> Text shown:
—————

There was an episode of the Flintstones where a mechanic worked on Fred’s car HEY FRED YOURE GETTING RIPPED OFF THERE IS NO ENGINE IN THERE
Sure childbirth can be painful, but have you had food poisoning for two days straight?
Man: a pack of condoms please.
Cashier: would you like a paper bag?
Man: no thanks, she’s pretty good looking.
Rick Astley will let you borrow any movie from his Pixar collection except for one. He’s never gonna give you Up.
Me: I just want to be the center of someone’s universe
*has kids*
Also me: Not like that
Girl, are you E=mc ²? Because I do not have the energy to figure out what is the matter with you.
Donald Trump always looks like he’s trying to apply lip gloss in a rear view mirror.
DOCTOR: “You sit down too much.”
ME: “I understand.”
DOCTOR: “Exactly.”
Bros, I have a code-red bro alrert. My wife tried the lawn mower and now she knows it’s fun af. She wants to trade chores! Help me!
Me: the heart wants what the heart wants
My heart: please stop killing me with corn syrup and pork products
Me: shut up
Me: *squirting air bubbles into the sea monkey tank
7: I didn’t know those things were still alive.
M: That’s why you don’t have a dog.
Cop: Do you know why I pulled you over?
Me: Because you like me
Cop: omg shut up I do not
Who called it your monthly period and not egg drop soup?
God: let’s make their hands able to become cups so they can drink
Angel: that’s pretty cool
G: but only a little bit
A: ooookaaaayy…
G: and they’re leaky as hell
A: there it is
Tired of being single? Just lower your standards a bit. My new girlfriend is a coconut taped to a mop.
Sometimes when my kids are following me around the grocery store, I walk in circles around things to test their loyalty.
If I hold my phone upside down it looks like you have replied to my text and I’m ignoring you.

—————

> Supplied material:

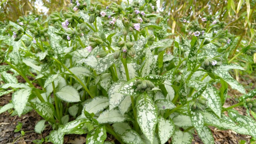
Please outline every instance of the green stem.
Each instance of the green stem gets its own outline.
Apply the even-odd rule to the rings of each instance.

—————

> Your instructions: In the joke collection, which film from his Pixar collection will Rick Astley not lend?

> Problem solution: Up